### SELECTED PASSAGE
+ + + +
# Anybody know how to cover cabinets?



## hatchet (Dec 13, 2003)

Going to be difficult to make a removable covering - short of possibly a fabric covering. Anything else won't stay attach much more than a night without sanding the finish off.


----------



## Grumpy (Dec 12, 2003)

tackly (literally) paper. The stuff you use to line your shelves. It's going to look tacky though, but is removeable. When I say tacky, I mean ugly.

Perhaps strike up a deal with your landlord to split the bill on a cabinet resurface project. THere are plenty of companies, like sears (high priced), that will come in and replace the cabinet and droor faces. This will give your kitchen a new updated and bright look.


----------



## Mark (Dec 15, 2003)
+ + + +
### SHORT PROBLEM
Can you continue the forum thread about covering kitchen cabinets, picking up right after its last line?

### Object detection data
+ + + +
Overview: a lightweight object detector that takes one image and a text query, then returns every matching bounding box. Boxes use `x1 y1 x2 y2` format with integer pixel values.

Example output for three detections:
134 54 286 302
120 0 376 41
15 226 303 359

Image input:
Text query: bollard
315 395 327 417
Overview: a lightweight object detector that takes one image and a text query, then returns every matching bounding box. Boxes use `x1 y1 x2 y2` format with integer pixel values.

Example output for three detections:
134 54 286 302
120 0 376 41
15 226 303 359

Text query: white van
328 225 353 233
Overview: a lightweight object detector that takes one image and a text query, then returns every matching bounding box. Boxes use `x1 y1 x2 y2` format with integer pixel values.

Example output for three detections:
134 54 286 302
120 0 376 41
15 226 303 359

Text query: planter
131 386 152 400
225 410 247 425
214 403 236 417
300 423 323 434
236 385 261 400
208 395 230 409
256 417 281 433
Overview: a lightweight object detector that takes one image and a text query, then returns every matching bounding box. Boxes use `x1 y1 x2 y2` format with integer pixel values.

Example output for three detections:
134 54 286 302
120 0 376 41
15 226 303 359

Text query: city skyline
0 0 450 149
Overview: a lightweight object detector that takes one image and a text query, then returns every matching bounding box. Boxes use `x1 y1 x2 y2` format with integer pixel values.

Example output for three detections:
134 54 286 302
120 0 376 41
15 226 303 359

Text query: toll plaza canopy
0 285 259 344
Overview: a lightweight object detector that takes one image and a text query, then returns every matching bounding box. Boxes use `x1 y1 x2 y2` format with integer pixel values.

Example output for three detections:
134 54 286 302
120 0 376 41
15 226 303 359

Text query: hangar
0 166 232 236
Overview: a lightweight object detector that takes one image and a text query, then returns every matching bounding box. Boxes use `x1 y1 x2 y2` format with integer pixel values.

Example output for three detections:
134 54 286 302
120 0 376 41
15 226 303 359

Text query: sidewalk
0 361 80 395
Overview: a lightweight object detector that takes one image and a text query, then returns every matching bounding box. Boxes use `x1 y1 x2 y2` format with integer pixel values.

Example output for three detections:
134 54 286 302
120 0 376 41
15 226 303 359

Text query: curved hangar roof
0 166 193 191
+ + + +
### THE RESPONSE
This is just a tacky an idea but you might try wallpapering them. You might find a nice print you like and it won't take you but a day on each end to apply and or remove. Just make sure to get a small tub of vinyl to vinyl paste for the corners and overlaps so it sticks better.




ineedadvice4 said:


> Cabinets
> 
> Does anyone know how to cover (dark) kitchen cabinets?
> 
> ...


----------



## Guest (Apr 24, 2004)

*Cabinets*

Sometimes just adding new hardware can change the look of the cabinets. Get silver hinges and knobs, or maybe you would be allowed to just paint any trim on the doors.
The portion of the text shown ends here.